(Material for this task):
— Start —
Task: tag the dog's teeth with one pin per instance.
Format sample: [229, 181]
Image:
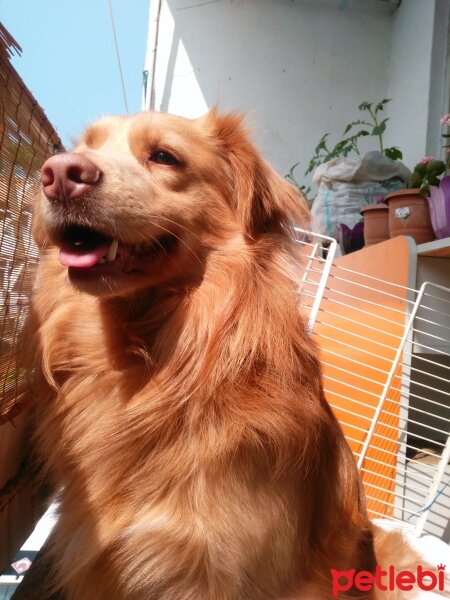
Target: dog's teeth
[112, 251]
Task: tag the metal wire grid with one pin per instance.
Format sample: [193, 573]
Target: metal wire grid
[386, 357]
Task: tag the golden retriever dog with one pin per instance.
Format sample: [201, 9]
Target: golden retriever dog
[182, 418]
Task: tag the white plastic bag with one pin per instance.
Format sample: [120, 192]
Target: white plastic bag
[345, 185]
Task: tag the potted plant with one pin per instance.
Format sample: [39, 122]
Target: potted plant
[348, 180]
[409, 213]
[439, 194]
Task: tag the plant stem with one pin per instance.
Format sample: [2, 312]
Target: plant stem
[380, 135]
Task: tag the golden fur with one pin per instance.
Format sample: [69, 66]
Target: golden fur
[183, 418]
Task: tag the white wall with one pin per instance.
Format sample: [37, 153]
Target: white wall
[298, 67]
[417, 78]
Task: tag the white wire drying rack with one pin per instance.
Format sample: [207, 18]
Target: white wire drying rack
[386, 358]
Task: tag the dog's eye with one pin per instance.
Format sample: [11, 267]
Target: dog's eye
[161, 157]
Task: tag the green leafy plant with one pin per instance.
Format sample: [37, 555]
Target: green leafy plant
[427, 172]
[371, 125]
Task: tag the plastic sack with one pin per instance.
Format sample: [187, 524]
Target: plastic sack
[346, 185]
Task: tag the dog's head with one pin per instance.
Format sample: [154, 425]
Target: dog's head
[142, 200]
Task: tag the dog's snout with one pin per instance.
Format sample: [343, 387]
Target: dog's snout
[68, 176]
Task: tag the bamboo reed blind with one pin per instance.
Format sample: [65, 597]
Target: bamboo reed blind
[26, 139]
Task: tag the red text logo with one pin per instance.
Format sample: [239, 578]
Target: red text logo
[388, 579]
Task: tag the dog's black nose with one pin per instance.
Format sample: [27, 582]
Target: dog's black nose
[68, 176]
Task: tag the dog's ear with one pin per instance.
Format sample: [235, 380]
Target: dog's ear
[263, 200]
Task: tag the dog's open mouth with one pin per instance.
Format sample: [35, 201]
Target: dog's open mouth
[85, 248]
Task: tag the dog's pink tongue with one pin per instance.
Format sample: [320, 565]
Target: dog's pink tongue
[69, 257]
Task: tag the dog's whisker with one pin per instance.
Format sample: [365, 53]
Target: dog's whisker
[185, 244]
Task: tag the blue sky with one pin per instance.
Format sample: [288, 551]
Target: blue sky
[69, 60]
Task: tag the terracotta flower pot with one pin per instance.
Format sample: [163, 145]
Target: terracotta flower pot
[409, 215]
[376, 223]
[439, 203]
— End —
— Start —
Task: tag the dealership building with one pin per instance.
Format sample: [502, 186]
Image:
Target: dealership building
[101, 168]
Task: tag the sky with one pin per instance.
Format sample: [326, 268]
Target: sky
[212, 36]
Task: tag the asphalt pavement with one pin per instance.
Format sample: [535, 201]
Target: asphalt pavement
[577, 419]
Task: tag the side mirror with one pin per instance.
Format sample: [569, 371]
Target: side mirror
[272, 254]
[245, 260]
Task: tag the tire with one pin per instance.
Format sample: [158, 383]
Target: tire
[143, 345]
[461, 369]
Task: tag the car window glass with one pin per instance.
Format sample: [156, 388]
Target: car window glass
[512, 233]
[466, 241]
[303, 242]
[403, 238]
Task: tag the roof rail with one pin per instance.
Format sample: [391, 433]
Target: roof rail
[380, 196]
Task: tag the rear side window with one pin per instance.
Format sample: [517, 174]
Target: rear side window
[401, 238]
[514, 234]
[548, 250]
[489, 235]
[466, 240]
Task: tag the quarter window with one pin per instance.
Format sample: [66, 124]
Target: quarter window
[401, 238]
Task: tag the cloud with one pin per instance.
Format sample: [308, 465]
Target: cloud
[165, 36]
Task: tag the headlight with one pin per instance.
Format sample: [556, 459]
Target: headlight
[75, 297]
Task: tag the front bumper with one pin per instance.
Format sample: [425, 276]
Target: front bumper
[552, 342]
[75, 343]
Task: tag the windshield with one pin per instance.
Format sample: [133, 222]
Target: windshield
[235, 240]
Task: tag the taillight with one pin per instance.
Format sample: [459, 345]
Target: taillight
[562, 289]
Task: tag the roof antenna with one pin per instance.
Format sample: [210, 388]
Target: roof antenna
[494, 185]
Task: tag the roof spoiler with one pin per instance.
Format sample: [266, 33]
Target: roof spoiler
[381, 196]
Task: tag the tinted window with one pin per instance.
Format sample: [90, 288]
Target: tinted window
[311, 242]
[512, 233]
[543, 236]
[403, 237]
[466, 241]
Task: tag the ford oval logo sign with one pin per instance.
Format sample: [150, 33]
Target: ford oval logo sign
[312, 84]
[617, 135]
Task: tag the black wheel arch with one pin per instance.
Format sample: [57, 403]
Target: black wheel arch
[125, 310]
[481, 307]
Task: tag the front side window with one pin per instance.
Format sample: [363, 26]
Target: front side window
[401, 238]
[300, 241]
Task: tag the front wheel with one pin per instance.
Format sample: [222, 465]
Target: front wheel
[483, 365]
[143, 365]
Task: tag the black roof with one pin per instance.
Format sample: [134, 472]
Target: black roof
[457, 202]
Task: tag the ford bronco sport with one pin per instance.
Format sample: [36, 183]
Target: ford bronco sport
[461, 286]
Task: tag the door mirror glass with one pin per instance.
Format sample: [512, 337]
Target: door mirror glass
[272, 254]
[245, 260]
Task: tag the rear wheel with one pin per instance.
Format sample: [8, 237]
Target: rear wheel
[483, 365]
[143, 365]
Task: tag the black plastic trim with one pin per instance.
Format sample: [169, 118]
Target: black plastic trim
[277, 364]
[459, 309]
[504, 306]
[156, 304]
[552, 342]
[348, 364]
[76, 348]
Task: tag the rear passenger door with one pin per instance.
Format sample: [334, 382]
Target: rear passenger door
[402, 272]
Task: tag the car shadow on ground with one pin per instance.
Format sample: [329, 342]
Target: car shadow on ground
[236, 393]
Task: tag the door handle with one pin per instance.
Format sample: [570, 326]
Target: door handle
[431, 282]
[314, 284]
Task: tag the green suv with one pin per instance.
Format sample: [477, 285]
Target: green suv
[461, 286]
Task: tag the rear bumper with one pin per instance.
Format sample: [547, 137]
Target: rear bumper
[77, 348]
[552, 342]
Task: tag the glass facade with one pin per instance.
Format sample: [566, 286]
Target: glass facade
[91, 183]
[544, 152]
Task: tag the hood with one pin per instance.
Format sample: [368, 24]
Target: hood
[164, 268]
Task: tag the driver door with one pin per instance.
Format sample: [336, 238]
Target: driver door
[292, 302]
— End —
How many lines in the entries above contain the word "mouth"? Reply with the number alone.

2